### Problem description
Transcribe exactly the line that contains "Record the location of each instance of the window frame" and every line after it through the end of the records, with nothing else.

_ _ _

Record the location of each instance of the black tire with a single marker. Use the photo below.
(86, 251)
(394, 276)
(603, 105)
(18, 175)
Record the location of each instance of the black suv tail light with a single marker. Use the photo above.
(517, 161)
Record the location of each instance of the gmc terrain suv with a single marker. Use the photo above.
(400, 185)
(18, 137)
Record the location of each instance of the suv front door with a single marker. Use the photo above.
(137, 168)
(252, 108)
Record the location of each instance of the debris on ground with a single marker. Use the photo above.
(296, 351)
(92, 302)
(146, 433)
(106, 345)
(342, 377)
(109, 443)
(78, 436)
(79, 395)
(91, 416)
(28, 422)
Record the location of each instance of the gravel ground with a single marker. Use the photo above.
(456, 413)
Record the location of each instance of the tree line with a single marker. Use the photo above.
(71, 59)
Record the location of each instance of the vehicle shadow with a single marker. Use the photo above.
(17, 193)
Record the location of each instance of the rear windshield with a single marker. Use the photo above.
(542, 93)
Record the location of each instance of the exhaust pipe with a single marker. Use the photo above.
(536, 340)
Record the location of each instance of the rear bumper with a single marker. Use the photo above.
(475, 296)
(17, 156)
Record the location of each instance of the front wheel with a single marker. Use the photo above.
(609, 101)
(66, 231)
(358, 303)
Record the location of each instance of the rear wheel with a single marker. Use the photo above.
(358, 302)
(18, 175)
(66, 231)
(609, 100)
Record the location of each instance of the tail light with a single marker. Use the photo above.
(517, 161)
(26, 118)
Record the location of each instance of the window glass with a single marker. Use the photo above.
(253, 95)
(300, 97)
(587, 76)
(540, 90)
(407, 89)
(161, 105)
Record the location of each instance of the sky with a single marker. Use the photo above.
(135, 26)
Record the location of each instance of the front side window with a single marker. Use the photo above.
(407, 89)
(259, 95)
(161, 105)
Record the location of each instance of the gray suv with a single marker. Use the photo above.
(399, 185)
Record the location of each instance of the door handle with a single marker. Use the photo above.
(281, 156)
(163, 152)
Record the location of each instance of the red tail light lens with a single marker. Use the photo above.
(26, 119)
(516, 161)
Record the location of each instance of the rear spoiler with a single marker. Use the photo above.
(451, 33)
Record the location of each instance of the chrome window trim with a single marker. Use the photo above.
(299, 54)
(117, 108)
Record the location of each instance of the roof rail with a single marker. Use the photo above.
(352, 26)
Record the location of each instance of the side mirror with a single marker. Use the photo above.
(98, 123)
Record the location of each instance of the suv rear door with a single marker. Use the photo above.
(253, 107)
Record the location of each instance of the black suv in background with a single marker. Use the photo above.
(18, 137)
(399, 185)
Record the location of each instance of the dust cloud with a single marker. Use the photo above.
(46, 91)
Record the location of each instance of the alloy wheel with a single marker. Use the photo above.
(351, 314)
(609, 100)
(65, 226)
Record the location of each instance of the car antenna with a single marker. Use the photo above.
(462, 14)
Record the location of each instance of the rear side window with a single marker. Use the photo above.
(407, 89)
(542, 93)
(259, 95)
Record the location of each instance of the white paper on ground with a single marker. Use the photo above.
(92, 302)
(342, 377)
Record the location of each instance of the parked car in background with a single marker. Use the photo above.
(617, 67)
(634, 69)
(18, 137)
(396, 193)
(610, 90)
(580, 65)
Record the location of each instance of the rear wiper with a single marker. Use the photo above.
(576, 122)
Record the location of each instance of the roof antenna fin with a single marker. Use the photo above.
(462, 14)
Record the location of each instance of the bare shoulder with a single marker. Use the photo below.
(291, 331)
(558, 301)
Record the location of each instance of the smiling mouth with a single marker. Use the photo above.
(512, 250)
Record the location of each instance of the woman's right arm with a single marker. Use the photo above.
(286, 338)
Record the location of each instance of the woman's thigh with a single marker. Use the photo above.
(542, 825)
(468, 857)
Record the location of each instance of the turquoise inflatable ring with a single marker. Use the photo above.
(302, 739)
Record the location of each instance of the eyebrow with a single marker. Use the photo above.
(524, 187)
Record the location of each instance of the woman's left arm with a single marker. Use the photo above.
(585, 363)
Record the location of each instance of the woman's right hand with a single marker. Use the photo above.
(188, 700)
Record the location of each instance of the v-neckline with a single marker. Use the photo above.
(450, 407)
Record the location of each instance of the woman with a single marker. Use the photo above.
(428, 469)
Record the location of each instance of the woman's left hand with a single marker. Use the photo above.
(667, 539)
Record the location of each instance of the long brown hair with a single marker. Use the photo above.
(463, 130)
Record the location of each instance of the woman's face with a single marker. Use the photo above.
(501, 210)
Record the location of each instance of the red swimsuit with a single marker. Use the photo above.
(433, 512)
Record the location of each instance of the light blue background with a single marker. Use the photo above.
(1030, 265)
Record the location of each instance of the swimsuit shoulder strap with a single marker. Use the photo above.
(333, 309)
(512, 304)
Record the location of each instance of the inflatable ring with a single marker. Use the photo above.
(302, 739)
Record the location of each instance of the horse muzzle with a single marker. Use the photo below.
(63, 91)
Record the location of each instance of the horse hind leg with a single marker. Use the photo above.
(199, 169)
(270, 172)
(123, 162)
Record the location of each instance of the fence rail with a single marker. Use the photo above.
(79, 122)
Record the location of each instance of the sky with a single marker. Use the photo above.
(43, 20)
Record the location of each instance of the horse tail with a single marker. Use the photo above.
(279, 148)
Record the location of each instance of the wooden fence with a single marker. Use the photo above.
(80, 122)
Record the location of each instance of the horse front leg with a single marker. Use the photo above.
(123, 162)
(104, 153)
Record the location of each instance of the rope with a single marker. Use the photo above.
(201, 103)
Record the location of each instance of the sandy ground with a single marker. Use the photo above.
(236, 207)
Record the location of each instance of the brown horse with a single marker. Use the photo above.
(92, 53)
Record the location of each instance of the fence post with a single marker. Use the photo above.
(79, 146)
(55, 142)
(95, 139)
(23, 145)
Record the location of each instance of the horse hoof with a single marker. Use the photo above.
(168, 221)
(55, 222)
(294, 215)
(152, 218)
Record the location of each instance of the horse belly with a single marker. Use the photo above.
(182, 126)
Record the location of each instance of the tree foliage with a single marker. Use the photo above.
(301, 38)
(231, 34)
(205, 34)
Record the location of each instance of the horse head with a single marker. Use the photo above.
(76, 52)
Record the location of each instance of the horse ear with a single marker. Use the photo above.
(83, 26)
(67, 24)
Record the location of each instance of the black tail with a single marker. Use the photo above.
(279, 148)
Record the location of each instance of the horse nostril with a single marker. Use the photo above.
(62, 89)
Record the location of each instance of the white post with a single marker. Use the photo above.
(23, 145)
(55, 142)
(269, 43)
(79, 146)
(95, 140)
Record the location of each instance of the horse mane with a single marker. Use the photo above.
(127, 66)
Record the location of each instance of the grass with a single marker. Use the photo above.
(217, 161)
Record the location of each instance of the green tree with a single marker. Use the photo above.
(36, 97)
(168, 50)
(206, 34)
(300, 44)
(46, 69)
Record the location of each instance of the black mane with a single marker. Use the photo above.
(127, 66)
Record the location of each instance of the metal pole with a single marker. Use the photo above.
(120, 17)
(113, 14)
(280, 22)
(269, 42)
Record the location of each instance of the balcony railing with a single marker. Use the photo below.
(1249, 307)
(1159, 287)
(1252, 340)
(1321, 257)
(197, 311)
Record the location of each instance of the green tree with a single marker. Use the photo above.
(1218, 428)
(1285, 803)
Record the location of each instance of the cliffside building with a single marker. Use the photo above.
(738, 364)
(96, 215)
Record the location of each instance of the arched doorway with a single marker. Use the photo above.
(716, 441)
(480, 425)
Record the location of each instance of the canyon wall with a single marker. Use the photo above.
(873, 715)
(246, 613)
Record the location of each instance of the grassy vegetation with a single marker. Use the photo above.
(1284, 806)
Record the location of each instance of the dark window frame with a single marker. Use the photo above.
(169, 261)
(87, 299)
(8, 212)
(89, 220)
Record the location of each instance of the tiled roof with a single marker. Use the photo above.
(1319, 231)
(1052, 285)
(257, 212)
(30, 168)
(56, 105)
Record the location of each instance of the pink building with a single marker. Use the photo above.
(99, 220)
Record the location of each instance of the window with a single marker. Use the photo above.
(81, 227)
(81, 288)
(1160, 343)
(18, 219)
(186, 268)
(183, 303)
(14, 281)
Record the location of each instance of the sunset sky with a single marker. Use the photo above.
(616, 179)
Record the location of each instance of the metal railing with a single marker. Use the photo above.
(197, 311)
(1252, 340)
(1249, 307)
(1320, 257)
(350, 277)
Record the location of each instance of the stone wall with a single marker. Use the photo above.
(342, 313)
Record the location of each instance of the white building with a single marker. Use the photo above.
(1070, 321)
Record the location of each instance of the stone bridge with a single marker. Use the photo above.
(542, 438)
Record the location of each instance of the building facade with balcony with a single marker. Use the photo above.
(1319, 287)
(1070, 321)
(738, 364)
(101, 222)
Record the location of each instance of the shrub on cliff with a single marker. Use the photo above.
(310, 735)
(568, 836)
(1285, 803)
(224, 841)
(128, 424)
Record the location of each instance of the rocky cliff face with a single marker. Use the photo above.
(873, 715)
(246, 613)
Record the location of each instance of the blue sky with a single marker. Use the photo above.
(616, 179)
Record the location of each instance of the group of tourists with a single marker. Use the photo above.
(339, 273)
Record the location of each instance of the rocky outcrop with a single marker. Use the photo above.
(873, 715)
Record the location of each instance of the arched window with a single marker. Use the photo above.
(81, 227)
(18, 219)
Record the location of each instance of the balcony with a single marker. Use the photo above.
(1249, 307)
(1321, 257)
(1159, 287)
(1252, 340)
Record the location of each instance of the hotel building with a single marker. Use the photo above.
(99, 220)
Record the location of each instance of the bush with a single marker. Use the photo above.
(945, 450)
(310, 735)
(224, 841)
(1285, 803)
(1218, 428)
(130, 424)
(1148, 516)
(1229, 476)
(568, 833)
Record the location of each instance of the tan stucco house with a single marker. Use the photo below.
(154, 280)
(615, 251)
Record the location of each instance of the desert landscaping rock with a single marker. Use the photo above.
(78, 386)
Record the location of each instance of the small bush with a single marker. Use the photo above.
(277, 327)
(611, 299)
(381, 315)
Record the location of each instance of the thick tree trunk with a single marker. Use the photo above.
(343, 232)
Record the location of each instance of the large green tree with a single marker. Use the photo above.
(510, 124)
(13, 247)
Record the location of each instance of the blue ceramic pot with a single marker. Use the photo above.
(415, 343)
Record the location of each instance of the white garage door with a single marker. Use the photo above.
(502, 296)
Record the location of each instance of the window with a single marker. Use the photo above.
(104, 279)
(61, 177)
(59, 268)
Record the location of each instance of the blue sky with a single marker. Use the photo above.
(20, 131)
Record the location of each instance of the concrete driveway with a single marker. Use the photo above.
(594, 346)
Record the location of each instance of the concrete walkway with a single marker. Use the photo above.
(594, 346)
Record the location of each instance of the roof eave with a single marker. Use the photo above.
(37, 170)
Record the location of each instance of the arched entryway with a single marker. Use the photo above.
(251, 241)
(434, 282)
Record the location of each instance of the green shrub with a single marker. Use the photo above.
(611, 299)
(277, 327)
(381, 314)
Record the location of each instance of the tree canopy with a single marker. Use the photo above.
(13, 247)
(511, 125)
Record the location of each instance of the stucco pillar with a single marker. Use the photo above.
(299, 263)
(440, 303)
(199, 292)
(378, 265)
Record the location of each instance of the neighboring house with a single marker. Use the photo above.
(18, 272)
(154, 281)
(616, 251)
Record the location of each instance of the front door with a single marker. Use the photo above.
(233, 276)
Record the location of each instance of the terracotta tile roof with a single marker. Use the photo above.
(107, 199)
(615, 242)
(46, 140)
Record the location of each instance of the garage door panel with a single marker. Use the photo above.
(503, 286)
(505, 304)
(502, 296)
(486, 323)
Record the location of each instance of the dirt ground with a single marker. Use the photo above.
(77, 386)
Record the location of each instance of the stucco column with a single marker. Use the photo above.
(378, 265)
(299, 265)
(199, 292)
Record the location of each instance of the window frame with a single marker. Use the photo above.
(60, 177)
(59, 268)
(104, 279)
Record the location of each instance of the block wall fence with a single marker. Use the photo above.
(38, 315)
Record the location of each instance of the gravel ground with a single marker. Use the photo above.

_ _ _

### Solution to this exercise
Record the location of each instance of the window frame with a single marker. Use the photo above.
(60, 177)
(59, 268)
(104, 279)
Record the location of each instance of the block wall fence with a single marker. Use the photo above.
(38, 315)
Record the location of each instance of the gravel ground with a single marker. Use the photo above.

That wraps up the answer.